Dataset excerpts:
**********
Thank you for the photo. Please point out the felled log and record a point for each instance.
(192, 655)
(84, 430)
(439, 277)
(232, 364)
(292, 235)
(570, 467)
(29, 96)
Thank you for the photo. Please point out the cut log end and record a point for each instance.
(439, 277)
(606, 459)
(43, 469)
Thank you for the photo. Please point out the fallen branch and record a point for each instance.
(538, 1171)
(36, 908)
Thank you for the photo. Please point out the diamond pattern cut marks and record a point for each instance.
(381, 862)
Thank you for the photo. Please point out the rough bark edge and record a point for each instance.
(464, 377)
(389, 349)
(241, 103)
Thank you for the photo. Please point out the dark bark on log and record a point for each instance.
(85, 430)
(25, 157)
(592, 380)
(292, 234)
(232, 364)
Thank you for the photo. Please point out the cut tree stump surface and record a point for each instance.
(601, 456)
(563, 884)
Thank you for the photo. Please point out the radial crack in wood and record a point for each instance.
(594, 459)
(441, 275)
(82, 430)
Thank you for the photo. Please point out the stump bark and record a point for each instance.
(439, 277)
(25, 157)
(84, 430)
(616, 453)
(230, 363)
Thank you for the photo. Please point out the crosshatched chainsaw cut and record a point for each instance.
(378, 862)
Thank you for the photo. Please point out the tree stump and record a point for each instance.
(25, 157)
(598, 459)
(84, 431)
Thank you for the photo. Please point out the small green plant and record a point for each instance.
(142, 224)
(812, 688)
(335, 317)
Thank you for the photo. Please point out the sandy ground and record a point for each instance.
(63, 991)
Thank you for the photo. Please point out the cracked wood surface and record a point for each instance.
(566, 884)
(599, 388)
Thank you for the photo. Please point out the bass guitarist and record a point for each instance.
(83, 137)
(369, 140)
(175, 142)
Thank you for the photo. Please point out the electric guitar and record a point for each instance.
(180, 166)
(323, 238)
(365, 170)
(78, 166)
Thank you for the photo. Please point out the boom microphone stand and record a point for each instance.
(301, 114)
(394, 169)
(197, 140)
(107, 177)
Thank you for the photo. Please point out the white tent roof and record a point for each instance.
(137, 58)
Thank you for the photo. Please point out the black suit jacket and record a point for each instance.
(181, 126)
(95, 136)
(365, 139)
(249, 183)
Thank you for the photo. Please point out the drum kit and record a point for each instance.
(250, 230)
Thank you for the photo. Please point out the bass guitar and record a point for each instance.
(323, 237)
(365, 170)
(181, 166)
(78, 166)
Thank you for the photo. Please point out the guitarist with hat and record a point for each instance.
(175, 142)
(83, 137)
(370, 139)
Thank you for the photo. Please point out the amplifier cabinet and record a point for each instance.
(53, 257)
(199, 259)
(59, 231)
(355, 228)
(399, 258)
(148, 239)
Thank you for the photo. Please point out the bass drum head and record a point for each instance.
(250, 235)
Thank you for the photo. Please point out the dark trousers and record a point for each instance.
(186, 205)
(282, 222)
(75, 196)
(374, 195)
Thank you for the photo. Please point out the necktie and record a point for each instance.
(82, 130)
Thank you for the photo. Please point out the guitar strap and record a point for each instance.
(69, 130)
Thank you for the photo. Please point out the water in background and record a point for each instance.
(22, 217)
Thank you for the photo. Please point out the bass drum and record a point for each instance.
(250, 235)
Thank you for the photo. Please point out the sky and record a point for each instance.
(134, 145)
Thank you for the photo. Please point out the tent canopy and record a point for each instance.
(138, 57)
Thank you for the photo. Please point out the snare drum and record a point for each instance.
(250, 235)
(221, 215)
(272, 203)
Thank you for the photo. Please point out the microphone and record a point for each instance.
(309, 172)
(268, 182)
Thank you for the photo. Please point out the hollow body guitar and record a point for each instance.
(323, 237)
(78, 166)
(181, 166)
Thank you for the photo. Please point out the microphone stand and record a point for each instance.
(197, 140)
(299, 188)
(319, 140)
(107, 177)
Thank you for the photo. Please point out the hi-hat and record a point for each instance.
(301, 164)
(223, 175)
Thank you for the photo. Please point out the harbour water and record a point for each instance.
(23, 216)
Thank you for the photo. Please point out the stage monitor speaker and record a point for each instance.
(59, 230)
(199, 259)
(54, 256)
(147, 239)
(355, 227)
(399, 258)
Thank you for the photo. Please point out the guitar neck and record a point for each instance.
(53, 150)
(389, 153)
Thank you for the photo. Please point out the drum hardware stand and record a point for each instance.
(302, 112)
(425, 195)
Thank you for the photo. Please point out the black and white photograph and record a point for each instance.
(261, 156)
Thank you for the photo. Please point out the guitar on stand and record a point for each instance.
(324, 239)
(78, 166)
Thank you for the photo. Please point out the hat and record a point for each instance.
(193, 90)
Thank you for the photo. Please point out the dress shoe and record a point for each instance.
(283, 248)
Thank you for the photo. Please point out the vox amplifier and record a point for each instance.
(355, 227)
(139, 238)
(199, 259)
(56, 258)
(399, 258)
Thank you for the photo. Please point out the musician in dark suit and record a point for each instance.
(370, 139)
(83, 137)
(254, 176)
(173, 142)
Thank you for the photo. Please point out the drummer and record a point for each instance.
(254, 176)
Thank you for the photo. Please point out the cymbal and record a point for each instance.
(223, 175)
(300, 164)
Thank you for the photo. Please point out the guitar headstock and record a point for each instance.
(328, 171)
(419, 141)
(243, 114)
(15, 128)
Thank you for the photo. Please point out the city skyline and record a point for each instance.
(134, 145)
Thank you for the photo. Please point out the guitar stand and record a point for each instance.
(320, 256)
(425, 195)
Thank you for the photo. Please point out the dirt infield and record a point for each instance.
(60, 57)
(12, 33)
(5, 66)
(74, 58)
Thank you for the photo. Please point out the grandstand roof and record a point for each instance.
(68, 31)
**********
**Brief**
Could all of the entries be retyped word for word?

**Solved exercise**
Thank you for the photo. Please point out the felled log and record a point for each instance.
(192, 655)
(84, 430)
(439, 277)
(232, 364)
(292, 235)
(570, 467)
(29, 96)
Thank you for the photo. Please point out the cut log end and record a point for each instance.
(439, 277)
(606, 459)
(43, 469)
Thank you for the photo. Please point out the fallen branch and record a point for each instance.
(538, 1171)
(36, 908)
Thank you for the photo. Please point out the diamond pattern cut marks and record a point for each instance.
(381, 862)
Thank you for the photo. Please point out the rough bark edge and record a point for each instance.
(464, 377)
(389, 349)
(241, 103)
Thank you for the photo. Please point out the dark bark on log and record a point for each instance.
(85, 430)
(25, 157)
(592, 380)
(292, 234)
(232, 364)
Thank you for the photo. Please point out the cut tree stump surface and record a point for each instance.
(601, 456)
(563, 884)
Thank you for the photo. Please point out the radial crack in wood and record a point for each instance.
(594, 459)
(441, 275)
(82, 430)
Thank you for the photo. Please point out the stump bark and record a point for each instance.
(439, 277)
(25, 157)
(84, 430)
(616, 453)
(230, 363)
Thank you for the photo. Please point out the crosshatched chainsaw cut and record a point for each instance.
(378, 862)
Thank you for the photo. Please point out the tree stump and record a point for each instance.
(25, 157)
(598, 459)
(84, 431)
Thank you for the photo. Please point out the small green plant and record a point for each instance.
(142, 224)
(812, 688)
(335, 317)
Thank you for the photo. Please point out the sandy ground and record a point for each instance.
(63, 991)
Thank you for the photo. Please point out the cracked wood surface and record a point for each instance.
(566, 884)
(599, 388)
Thank you for the photo. Please point out the bass guitarist and record a point for each instance.
(83, 137)
(369, 140)
(175, 142)
Thank you for the photo. Please point out the electric guitar and record a point for each instance.
(180, 166)
(323, 238)
(365, 170)
(78, 166)
Thank you for the photo. Please point out the boom microphone stand and record a point for each instance.
(301, 114)
(394, 169)
(197, 140)
(107, 177)
Thank you for the photo. Please point out the white tent roof and record a point for each instance.
(137, 58)
Thank you for the photo. Please point out the black suit jacket and record a point for each instance.
(181, 126)
(95, 136)
(365, 139)
(249, 183)
Thank you for the photo. Please point out the drum kit and record a point for each instance.
(250, 230)
Thank you for the photo. Please point out the bass guitar and record a point for each instance.
(323, 237)
(365, 170)
(181, 166)
(78, 166)
Thank you for the photo. Please point out the guitarist with hat and record a point for each instance.
(175, 142)
(83, 137)
(370, 139)
Thank you for the photo. Please point out the amplifier cabinet and record a point for each instance.
(53, 257)
(199, 259)
(59, 231)
(355, 228)
(399, 258)
(148, 239)
Thank you for the photo. Please point out the bass drum head and record a point for each instance.
(250, 235)
Thank you for the photo. Please point out the dark trousers and record a point for each instance.
(186, 205)
(282, 222)
(75, 196)
(374, 195)
Thank you for the photo. Please point out the necktie and record a point for each instance.
(82, 130)
Thank you for the photo. Please point out the guitar strap and record a point for each instance.
(69, 130)
Thank you for the photo. Please point out the water in background and record a point for each instance.
(22, 217)
Thank you for the photo. Please point out the bass drum and record a point for each instance.
(250, 235)
Thank you for the photo. Please point out the sky and record a point for each instance.
(134, 145)
Thank you for the photo. Please point out the tent canopy and record a point for each instance.
(138, 57)
Thank you for the photo. Please point out the snare drum and record a point for each instance.
(250, 235)
(221, 215)
(272, 203)
Thank you for the photo. Please point out the microphone and record a point for each instance.
(309, 172)
(268, 182)
Thank you for the photo. Please point out the hollow body guitar and record a point for each instance.
(323, 237)
(78, 166)
(181, 166)
Thank you for the photo. Please point out the microphone stand and record a point for each instance.
(197, 140)
(299, 188)
(319, 140)
(107, 177)
Thank you for the photo. Please point out the hi-hat and record a point for each instance.
(301, 164)
(223, 175)
Thank you for the photo. Please point out the harbour water and record a point for each instance.
(23, 216)
Thank you for the photo. Please point out the stage monitor speaker and record a point for each instance.
(59, 230)
(199, 259)
(54, 256)
(147, 239)
(355, 227)
(399, 258)
Thank you for the photo. Please point out the guitar neck and record a point for each instance.
(53, 150)
(389, 153)
Thank you for the photo. Please point out the drum hardware stand and record a point for each instance.
(302, 112)
(425, 195)
Thank you for the photo. Please point out the black and white photograph and record a point for each instance.
(261, 156)
Thank you for the photo. Please point out the guitar on stand and record a point for each instance.
(324, 239)
(78, 166)
Thank you for the photo. Please point out the hat and record a point for each instance.
(193, 90)
Thank you for the photo. Please point out the dress shoe and record a point for each instance.
(283, 248)
Thank you for the photo. Please point out the vox amplifier and record a point for each instance.
(355, 227)
(139, 238)
(199, 259)
(56, 258)
(399, 258)
Thank you for the photo. Please point out the musician in dark suit and record a point for each instance.
(370, 139)
(83, 137)
(254, 176)
(173, 142)
Thank you for the photo. Please point out the drummer and record a point for each instance.
(254, 176)
Thank you for the photo. Please point out the cymbal and record a point for each instance.
(223, 175)
(300, 164)
Thank you for the photo. Please point out the guitar headstock and record a point for each instance.
(328, 171)
(419, 141)
(243, 114)
(15, 128)
Thank you for the photo. Please point out the city skyline and record a point for each instance.
(134, 145)
Thank you for the photo. Please point out the guitar stand and record a point for each instance.
(320, 256)
(425, 195)
Thank you for the photo. Please point out the dirt infield and record a point for each instance.
(60, 57)
(12, 33)
(5, 66)
(74, 58)
Thank you for the photo. Please point out the grandstand roof and record a point for each instance.
(68, 31)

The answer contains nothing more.